→ **PROBLEM**
Format the entries from the start through the line containing "[[[17,71],[18,71],[18,66],[14,65],[14,72],[17,72]]]" as a JSON list of strings, one string per line, with both ends included and blank lines left out. Leave the pictures out of the answer.

→ **DATA SHOWN**

⟨

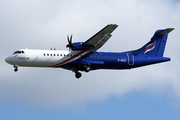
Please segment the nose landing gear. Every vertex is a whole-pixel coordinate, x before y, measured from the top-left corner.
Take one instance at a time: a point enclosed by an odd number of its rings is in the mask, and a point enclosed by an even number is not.
[[[17,71],[18,71],[18,66],[14,65],[14,72],[17,72]]]

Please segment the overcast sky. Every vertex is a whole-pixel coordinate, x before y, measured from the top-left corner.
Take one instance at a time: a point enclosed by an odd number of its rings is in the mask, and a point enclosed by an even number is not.
[[[19,67],[14,73],[13,66],[4,61],[15,50],[26,47],[68,50],[67,35],[73,34],[74,42],[83,42],[107,24],[119,26],[98,51],[138,49],[156,30],[175,28],[168,36],[164,54],[171,61],[132,70],[83,72],[79,80],[73,72],[60,68]],[[179,31],[178,0],[0,0],[0,106],[7,111],[18,108],[20,113],[38,107],[40,111],[46,108],[55,113],[55,108],[66,110],[65,114],[73,109],[86,115],[99,109],[101,104],[106,106],[108,102],[118,100],[117,103],[121,103],[120,99],[126,101],[124,96],[130,95],[129,98],[137,101],[141,98],[160,103],[168,100],[163,105],[168,104],[173,110],[180,111]],[[19,108],[18,105],[22,106]],[[91,105],[97,105],[97,108],[87,107]],[[138,107],[143,109],[143,105]],[[112,109],[119,112],[116,107]],[[72,115],[75,114],[73,110]],[[3,107],[0,108],[2,111]],[[104,114],[106,112],[109,111]]]

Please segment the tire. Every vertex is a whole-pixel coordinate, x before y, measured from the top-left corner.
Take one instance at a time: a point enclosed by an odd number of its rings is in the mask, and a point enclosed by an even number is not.
[[[85,68],[85,72],[89,72],[91,70],[91,67],[90,66],[87,66],[86,68]]]
[[[80,72],[77,72],[76,74],[75,74],[75,77],[76,78],[80,78],[82,76],[82,74],[80,73]]]

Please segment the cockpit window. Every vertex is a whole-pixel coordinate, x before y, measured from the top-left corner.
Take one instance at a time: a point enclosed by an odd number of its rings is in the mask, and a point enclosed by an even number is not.
[[[13,53],[13,55],[14,55],[14,54],[21,54],[21,53],[24,53],[24,51],[15,51],[15,52]]]

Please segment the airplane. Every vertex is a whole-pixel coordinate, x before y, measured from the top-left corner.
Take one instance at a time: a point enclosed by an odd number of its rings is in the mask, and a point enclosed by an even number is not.
[[[98,69],[132,69],[146,65],[170,61],[163,57],[168,34],[174,28],[157,30],[151,40],[139,49],[126,52],[97,52],[118,27],[109,24],[85,42],[72,42],[72,35],[67,36],[69,51],[19,49],[5,61],[18,71],[23,67],[51,67],[71,70],[76,78],[82,74],[79,71],[89,72]]]

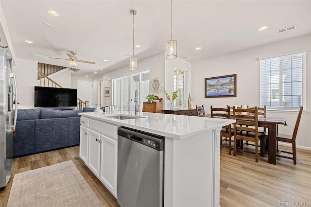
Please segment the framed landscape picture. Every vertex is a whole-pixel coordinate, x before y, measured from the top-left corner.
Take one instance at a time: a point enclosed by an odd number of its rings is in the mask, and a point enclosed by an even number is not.
[[[205,79],[205,98],[236,97],[237,74]]]

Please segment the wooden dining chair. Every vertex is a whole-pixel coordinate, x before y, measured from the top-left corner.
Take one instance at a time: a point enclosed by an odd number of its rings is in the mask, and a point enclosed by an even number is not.
[[[297,157],[296,152],[296,137],[297,136],[297,132],[298,132],[298,128],[299,126],[299,122],[301,118],[301,114],[302,114],[303,106],[300,106],[299,112],[298,113],[297,120],[296,121],[296,124],[294,130],[294,133],[292,136],[288,136],[286,135],[278,134],[276,136],[276,152],[277,154],[276,156],[280,157],[286,158],[288,159],[293,159],[294,160],[294,165],[296,164],[296,159]],[[286,143],[290,143],[292,144],[292,152],[284,151],[278,150],[278,142],[282,141]],[[287,153],[293,155],[293,156],[281,155],[281,153]]]
[[[203,105],[201,106],[198,106],[195,105],[196,107],[196,111],[198,112],[198,116],[204,116],[205,115],[205,111],[204,110],[204,106]]]
[[[263,139],[263,135],[258,133],[258,109],[257,106],[255,109],[238,108],[234,107],[233,110],[233,118],[236,121],[234,125],[234,138],[233,141],[233,155],[236,155],[237,142],[238,140],[243,141],[249,141],[255,142],[255,160],[258,162],[259,152],[259,142],[260,144]],[[241,144],[242,146],[242,144]],[[242,147],[240,150],[247,152],[251,152],[243,150]]]
[[[251,107],[248,108],[255,109],[255,107]],[[263,107],[257,106],[258,109],[259,117],[267,117],[267,106],[264,105]],[[266,132],[266,127],[258,127],[258,132],[260,134],[265,134]]]
[[[231,119],[230,113],[230,106],[227,106],[227,108],[213,108],[213,106],[210,106],[210,117],[211,118],[223,118],[223,119]],[[231,154],[231,137],[233,136],[234,133],[233,129],[231,128],[231,124],[223,126],[220,132],[220,144],[222,146],[227,147],[226,146],[223,145],[223,141],[226,141],[228,142],[228,149],[229,155]],[[225,139],[223,139],[223,138],[225,138]]]

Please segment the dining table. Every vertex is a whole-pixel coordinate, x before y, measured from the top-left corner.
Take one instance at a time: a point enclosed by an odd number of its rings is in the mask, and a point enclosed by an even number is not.
[[[210,117],[210,114],[200,115],[204,117]],[[268,128],[268,163],[276,164],[276,136],[278,124],[287,126],[285,119],[281,118],[258,117],[258,126]],[[261,150],[265,151],[265,149]],[[264,153],[261,152],[264,156]]]
[[[274,165],[276,164],[276,136],[278,124],[287,126],[283,118],[258,117],[258,126],[268,128],[268,163]]]

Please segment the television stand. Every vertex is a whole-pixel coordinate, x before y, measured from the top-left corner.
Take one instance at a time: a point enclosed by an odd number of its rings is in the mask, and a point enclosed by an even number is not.
[[[74,109],[74,107],[38,107],[39,109],[42,109],[43,108],[46,108],[48,109],[53,109],[53,110],[73,110]]]

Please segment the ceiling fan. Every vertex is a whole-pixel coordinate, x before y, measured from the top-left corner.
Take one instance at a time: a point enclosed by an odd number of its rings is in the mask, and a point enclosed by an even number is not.
[[[70,68],[77,68],[79,66],[79,62],[81,63],[88,63],[90,64],[95,64],[95,62],[91,62],[91,61],[86,61],[86,60],[78,60],[78,58],[75,56],[77,54],[77,52],[73,51],[69,51],[71,54],[69,54],[67,53],[67,55],[69,57],[69,59],[64,59],[64,58],[59,58],[57,57],[48,57],[44,55],[41,55],[39,54],[32,54],[32,57],[37,58],[40,59],[44,59],[45,60],[48,60],[49,58],[51,59],[58,59],[60,60],[69,60],[69,67]]]

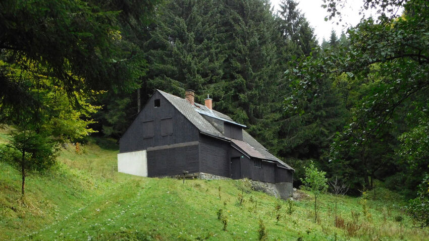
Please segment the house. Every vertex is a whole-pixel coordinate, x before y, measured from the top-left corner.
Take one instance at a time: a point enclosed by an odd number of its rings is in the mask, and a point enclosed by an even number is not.
[[[295,170],[246,132],[205,105],[156,90],[121,138],[118,171],[155,177],[189,173],[287,184]]]

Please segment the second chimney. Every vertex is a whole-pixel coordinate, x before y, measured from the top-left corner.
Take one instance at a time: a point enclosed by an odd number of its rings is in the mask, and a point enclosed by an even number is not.
[[[185,98],[189,101],[191,105],[193,105],[195,103],[195,93],[192,90],[186,90],[185,91]]]
[[[204,105],[207,108],[210,109],[211,109],[212,105],[213,104],[212,100],[212,99],[208,97],[208,95],[207,95],[207,99],[204,99]]]

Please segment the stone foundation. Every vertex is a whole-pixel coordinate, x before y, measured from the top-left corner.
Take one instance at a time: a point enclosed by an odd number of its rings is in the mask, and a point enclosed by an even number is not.
[[[183,179],[183,175],[176,175],[170,177]],[[185,179],[201,179],[203,180],[219,180],[231,179],[204,172],[188,173],[185,175]],[[249,180],[252,185],[252,189],[265,193],[269,195],[278,198],[286,200],[293,195],[293,186],[292,183],[279,183],[276,184],[264,183],[253,180]]]
[[[183,179],[183,174],[169,176],[176,179]],[[213,175],[212,174],[198,172],[196,173],[187,173],[184,175],[185,179],[201,179],[202,180],[225,180],[231,179],[225,176]]]
[[[250,180],[252,189],[262,192],[278,198],[287,200],[293,195],[293,186],[292,183],[278,183],[276,184]]]

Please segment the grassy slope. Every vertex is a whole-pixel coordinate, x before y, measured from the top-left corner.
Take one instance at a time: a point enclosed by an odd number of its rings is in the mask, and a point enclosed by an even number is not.
[[[365,215],[361,199],[341,198],[339,211],[346,227],[338,228],[329,195],[320,198],[321,218],[315,224],[309,197],[294,202],[289,215],[285,202],[252,191],[248,181],[190,180],[184,185],[112,172],[117,151],[93,142],[80,154],[69,145],[59,158],[67,164],[44,175],[30,174],[26,206],[19,201],[19,172],[0,163],[0,240],[257,240],[259,218],[269,240],[424,240],[429,234],[408,227],[410,218],[392,201],[368,200]],[[239,206],[242,193],[245,202]],[[279,202],[282,217],[276,223]],[[228,215],[227,231],[218,219],[220,208]],[[358,214],[354,224],[352,212]],[[403,219],[395,221],[397,216]]]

⟩

→ **SOLUTION TO THIS PROBLEM**
[
  "Please segment the nose landing gear. Every vertex is a whole-pixel coordinate, x before y, measured from the top-left corner.",
  "Take one instance at a time: a point enclosed by an odd number of its rings is in the mask, and a point enclosed by an even number is not.",
  "[[[17,71],[18,71],[18,66],[14,65],[14,72],[17,72]]]"
]